● **Task to carry out**:
From the listing below, extract every line containing the word "mask" and copy each one in full.

● **Material supplied**:
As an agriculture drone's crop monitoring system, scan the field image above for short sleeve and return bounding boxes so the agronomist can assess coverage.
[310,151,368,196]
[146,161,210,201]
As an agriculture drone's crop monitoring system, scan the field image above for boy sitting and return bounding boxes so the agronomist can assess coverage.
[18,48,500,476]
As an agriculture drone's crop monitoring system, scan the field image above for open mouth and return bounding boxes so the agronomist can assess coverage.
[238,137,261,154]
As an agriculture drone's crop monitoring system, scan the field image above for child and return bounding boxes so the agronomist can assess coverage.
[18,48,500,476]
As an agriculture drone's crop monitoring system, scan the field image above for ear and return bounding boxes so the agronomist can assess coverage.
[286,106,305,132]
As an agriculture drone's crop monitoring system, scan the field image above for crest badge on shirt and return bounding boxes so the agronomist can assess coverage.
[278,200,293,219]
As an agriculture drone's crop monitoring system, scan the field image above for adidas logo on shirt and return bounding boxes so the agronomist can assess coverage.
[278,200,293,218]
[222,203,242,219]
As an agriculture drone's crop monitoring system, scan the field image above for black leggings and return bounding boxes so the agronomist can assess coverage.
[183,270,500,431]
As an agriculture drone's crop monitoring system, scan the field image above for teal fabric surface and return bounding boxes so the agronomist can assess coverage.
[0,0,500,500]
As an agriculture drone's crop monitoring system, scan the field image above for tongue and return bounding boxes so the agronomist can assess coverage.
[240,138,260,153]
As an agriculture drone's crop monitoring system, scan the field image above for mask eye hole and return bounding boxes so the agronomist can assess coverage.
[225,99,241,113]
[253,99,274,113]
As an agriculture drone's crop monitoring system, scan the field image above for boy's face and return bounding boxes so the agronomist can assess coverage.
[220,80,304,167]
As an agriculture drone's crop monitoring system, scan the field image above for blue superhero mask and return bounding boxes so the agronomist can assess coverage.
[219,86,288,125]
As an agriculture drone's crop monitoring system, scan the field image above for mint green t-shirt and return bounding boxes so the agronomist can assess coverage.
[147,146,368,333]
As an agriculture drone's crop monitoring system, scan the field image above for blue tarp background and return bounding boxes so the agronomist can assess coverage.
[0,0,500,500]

==

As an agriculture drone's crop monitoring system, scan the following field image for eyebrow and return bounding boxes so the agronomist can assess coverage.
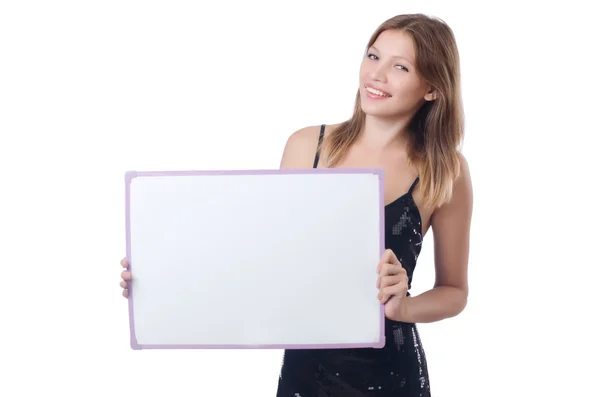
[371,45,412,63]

● **The solution**:
As an agriculture drone's crop monitoring system, scan the field image above for mask eye hole and return bounding boxes so the agronomist can assess coverage.
As an agriculture drone's crop monitoring system, scan the field image above for blue superhero mask and return bounding boxes so the agronomist can assess coverage.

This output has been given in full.